BRIEF:
All of the entries are to be restated word for word.

TASK MATERIAL:
»»

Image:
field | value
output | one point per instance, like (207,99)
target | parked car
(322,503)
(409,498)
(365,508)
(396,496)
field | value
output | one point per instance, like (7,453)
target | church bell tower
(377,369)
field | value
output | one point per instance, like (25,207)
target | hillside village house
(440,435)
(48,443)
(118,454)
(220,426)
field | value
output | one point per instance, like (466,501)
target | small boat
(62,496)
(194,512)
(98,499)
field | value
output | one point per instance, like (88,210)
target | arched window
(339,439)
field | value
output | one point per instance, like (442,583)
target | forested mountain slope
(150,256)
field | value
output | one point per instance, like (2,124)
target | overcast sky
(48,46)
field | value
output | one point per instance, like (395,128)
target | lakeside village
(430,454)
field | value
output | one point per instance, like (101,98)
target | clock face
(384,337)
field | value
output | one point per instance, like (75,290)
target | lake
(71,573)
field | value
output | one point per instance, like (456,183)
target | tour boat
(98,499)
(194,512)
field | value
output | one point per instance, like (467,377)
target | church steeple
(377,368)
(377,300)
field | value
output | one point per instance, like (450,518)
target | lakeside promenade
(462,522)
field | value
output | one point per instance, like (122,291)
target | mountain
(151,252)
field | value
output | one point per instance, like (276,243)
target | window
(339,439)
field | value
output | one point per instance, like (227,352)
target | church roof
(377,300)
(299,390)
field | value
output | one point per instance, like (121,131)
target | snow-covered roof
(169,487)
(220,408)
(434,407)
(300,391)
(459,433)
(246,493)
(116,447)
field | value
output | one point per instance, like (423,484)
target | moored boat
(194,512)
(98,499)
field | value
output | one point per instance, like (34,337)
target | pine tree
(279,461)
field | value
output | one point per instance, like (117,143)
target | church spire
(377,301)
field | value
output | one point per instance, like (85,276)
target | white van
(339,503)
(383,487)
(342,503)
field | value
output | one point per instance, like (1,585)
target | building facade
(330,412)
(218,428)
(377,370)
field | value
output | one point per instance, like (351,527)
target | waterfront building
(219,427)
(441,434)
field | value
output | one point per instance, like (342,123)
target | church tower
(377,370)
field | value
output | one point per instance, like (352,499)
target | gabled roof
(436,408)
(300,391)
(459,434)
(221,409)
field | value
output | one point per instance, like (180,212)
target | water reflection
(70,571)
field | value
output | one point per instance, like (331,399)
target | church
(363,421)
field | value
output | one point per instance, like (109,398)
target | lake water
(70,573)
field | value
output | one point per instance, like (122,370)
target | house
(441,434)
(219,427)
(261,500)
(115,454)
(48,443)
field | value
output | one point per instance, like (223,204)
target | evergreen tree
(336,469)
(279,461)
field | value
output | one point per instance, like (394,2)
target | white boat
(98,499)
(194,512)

««

ANSWER BELOW:
Image:
field | value
output | one point per instance, like (207,99)
target | parked car
(322,503)
(409,498)
(365,508)
(396,496)
field | value
output | one point per instance, like (7,453)
target | church bell tower
(377,369)
field | value
output | one point per instance, like (25,207)
target | hillside village house
(440,435)
(48,443)
(118,454)
(220,426)
field | value
output | one point per instance, like (466,501)
target | small boat
(62,496)
(194,512)
(98,499)
field | value
output | one point per instance, like (88,210)
target | arched window
(339,439)
field | value
output | one point per instance, like (442,583)
target | forested mountain slope
(150,256)
field | value
output | one point per instance, like (2,124)
target | overcast sky
(48,46)
field | value
output | one point per instance, like (395,128)
target | lakeside village
(430,454)
field | value
output | one point per instance, like (101,98)
target | clock face
(384,337)
field | value
output | one point per instance, like (75,290)
target | lake
(71,573)
field | value
output | one point per instance, like (456,183)
target | tour boat
(98,499)
(194,512)
field | value
output | one point per instance, like (467,377)
target | church steeple
(377,368)
(377,300)
field | value
output | one point per instance, like (450,518)
target | lakeside promenade
(462,522)
field | value
output | one point per instance, like (122,291)
target | mountain
(151,252)
field | value
output | one point per instance, like (276,243)
target | window
(339,439)
field | value
output | one point per instance, like (227,352)
target | church roof
(377,300)
(299,390)
field | value
output | one point per instance, like (121,131)
target | snow-covered roof
(169,487)
(220,408)
(434,407)
(300,391)
(459,433)
(246,493)
(116,447)
field | value
output | one point per instance, like (423,484)
target | moored boat
(194,512)
(98,499)
field | value
output | one point per instance, like (34,337)
target | pine tree
(279,461)
field | value
output | one point per instance, like (117,143)
target | church spire
(377,301)
field | value
output | one point per instance, like (85,276)
target | white van
(339,503)
(383,487)
(342,503)
field | value
output | one point per instance, like (1,585)
target | building facade
(330,412)
(218,428)
(377,370)
field | value
output | one point per instance, like (351,527)
target | waterfront building
(219,427)
(441,434)
field | value
output | one point per instance, like (342,123)
target | church tower
(377,370)
field | value
output | one point per instance, like (352,499)
target | gabled roof
(436,408)
(300,391)
(459,434)
(221,409)
field | value
output | one point per instance, like (180,212)
target | water reflection
(70,571)
field | value
output | one point per instance, like (331,399)
target | church
(363,421)
field | value
output | one point per instance, like (109,398)
target | lake water
(70,573)
field | value
output | one point per instance, like (122,370)
target | house
(441,434)
(219,427)
(261,500)
(115,454)
(48,443)
field | value
output | one point per instance, like (223,204)
target | evergreen tree
(336,469)
(279,461)
field | value
output | one point per instance, like (394,2)
target | white boat
(98,499)
(194,512)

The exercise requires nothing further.